• _What is required_
Check every line below for the string "positive". Copy the ones that have it.

• _Records to process_

####################

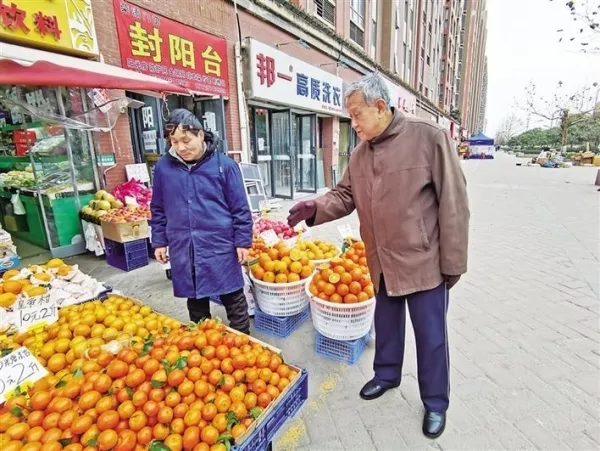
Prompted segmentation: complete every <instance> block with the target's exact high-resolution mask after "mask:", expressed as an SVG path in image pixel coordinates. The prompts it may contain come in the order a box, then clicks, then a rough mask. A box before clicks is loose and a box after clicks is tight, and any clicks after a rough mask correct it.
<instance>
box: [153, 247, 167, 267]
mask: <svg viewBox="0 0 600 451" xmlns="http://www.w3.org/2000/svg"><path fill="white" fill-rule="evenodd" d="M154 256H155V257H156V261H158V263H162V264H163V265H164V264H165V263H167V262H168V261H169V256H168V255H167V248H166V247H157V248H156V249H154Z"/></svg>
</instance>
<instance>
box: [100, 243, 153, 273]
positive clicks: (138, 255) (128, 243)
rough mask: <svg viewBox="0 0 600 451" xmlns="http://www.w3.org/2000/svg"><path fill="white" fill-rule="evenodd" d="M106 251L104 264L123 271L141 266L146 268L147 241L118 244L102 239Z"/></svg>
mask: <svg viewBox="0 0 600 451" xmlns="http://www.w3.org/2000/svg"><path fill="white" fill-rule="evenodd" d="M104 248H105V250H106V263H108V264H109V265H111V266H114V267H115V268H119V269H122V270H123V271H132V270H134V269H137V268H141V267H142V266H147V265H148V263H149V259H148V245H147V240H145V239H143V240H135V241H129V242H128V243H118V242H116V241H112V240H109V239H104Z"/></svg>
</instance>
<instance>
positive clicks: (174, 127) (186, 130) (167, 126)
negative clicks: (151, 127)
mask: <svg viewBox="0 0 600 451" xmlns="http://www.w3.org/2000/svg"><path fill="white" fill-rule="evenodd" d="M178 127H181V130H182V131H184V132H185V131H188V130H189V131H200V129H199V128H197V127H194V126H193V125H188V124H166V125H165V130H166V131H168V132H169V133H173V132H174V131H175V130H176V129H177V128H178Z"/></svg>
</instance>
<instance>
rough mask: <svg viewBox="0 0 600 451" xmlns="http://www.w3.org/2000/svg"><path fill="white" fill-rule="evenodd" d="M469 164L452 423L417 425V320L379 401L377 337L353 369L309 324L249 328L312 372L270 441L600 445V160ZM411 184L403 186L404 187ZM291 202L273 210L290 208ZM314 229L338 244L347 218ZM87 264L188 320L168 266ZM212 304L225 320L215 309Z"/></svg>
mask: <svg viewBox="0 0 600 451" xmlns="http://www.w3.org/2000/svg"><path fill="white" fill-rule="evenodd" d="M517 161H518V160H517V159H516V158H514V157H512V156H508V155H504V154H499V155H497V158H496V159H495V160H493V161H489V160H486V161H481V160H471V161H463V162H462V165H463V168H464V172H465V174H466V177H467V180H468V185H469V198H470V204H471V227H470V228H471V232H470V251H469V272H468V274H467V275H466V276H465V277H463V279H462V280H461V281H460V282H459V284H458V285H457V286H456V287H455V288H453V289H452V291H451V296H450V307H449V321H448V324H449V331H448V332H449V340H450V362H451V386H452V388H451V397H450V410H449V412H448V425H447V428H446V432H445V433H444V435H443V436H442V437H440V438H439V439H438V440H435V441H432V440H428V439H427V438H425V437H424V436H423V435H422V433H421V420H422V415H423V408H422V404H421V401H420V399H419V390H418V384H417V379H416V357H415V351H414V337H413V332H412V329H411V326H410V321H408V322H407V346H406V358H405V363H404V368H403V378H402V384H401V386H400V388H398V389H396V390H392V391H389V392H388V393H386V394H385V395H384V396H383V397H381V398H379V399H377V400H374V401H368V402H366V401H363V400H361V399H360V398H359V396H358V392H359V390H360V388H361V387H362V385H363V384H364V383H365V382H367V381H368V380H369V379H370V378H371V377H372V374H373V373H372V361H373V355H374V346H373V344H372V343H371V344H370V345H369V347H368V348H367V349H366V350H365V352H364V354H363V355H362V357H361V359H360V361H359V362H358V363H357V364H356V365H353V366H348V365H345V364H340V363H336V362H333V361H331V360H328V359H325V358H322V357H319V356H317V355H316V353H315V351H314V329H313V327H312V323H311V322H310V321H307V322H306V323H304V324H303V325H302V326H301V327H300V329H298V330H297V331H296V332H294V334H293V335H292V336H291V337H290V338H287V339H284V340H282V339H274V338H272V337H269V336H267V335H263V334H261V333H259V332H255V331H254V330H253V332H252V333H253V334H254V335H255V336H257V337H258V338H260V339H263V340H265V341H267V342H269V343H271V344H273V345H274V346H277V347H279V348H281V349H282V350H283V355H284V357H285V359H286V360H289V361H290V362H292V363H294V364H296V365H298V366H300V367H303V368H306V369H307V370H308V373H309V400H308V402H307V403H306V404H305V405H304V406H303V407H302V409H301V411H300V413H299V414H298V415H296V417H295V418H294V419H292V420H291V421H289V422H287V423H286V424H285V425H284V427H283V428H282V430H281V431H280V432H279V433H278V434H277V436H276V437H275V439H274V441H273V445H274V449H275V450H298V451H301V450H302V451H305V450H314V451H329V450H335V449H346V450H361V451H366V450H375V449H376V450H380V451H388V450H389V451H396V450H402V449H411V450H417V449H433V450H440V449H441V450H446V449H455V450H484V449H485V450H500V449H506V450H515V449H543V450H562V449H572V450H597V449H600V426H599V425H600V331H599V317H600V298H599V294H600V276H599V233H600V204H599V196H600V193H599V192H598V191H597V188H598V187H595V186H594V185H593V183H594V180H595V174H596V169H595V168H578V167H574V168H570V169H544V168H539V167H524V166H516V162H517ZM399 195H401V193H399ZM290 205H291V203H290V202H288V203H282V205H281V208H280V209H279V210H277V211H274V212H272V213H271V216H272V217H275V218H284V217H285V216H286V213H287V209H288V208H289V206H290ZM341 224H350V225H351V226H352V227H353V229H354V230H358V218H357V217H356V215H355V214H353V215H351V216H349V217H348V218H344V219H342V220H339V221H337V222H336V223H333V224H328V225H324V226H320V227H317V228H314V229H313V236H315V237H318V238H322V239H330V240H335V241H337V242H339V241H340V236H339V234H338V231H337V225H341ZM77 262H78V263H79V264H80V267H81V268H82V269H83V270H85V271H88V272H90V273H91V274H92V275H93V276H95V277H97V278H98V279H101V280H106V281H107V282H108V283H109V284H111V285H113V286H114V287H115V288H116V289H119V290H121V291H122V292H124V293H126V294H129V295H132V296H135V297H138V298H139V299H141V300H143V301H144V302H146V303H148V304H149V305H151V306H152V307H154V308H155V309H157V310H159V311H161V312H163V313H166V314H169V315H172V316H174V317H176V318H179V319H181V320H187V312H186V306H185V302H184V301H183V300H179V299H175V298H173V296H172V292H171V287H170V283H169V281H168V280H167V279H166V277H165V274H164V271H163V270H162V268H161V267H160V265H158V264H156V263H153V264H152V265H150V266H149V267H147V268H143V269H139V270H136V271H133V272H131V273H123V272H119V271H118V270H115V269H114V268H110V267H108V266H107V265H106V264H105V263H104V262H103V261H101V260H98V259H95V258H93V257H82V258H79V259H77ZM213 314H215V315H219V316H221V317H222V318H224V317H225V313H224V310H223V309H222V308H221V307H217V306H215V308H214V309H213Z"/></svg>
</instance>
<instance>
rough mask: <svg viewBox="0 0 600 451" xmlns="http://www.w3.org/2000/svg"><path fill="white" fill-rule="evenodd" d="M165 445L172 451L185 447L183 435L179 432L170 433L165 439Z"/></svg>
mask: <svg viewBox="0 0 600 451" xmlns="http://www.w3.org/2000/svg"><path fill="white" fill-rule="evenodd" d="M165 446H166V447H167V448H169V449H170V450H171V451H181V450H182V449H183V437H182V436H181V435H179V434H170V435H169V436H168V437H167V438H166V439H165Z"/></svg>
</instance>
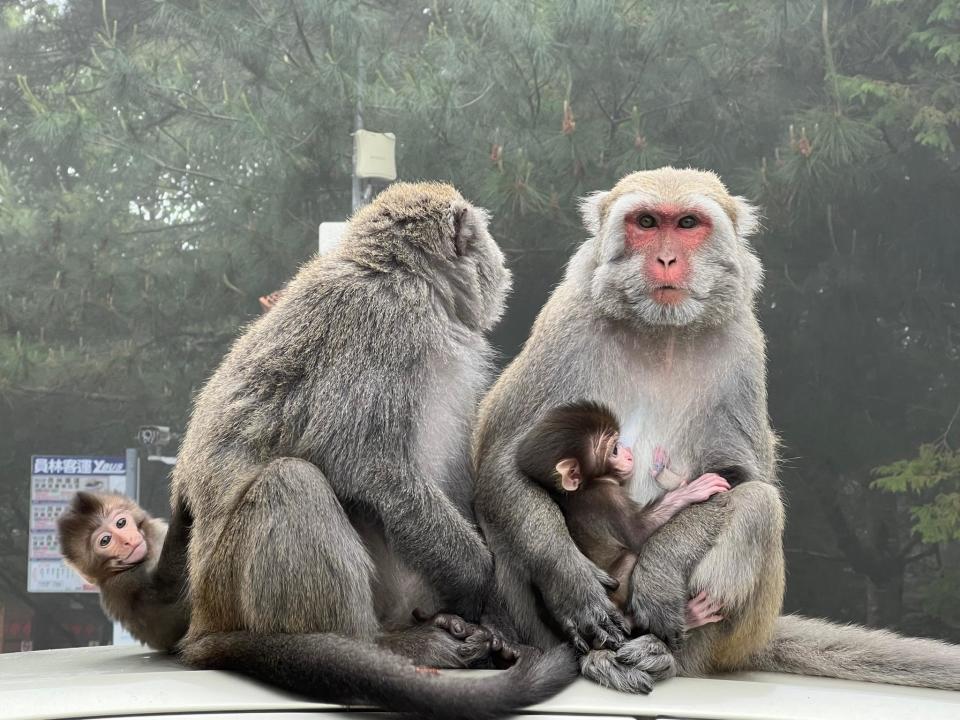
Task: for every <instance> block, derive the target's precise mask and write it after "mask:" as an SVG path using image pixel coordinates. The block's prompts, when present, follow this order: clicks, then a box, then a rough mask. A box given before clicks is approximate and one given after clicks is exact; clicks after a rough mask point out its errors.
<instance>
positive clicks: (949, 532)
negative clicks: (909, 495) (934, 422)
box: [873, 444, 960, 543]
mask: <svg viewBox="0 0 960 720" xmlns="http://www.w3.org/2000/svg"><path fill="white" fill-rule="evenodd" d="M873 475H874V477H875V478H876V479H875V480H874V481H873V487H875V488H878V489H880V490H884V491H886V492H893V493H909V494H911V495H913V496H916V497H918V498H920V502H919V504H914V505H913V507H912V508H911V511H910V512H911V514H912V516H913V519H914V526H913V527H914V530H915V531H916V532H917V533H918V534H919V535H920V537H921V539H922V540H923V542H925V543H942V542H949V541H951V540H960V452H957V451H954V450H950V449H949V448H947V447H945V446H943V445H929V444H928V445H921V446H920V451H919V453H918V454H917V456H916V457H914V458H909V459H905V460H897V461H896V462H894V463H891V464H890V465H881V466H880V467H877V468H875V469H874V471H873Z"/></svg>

####################

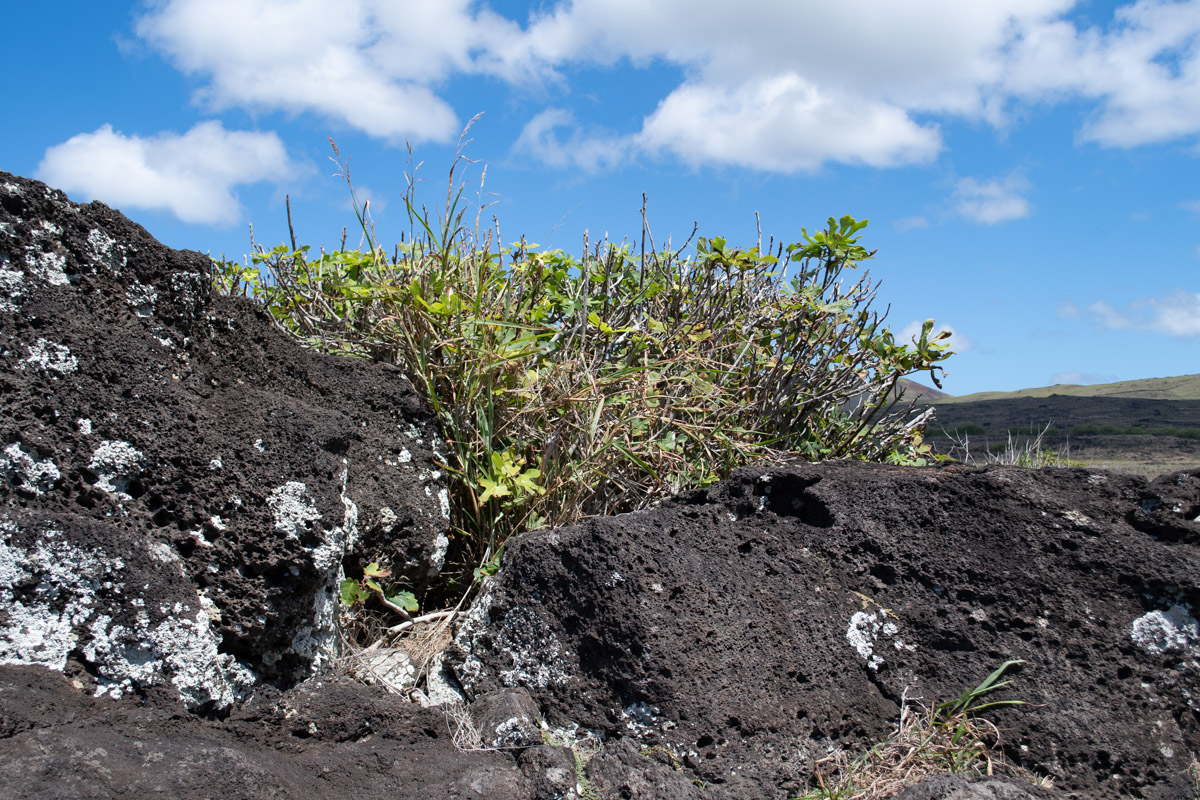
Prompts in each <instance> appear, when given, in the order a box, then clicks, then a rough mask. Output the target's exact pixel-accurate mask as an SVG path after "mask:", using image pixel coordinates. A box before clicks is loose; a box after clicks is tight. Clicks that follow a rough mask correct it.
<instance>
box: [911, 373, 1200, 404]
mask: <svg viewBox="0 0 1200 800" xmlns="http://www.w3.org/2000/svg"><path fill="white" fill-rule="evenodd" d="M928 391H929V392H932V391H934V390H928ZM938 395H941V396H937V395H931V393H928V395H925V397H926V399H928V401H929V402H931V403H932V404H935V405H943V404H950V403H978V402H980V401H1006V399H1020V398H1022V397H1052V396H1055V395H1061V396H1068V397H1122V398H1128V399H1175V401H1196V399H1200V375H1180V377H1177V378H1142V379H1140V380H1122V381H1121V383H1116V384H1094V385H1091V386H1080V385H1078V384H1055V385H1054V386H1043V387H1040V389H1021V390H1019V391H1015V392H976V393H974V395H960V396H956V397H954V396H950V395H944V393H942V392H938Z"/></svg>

####################

• _Response to this task_
positive clicks: (138, 255) (128, 243)
positive clicks: (174, 127) (186, 130) (167, 126)
positive clicks: (949, 532)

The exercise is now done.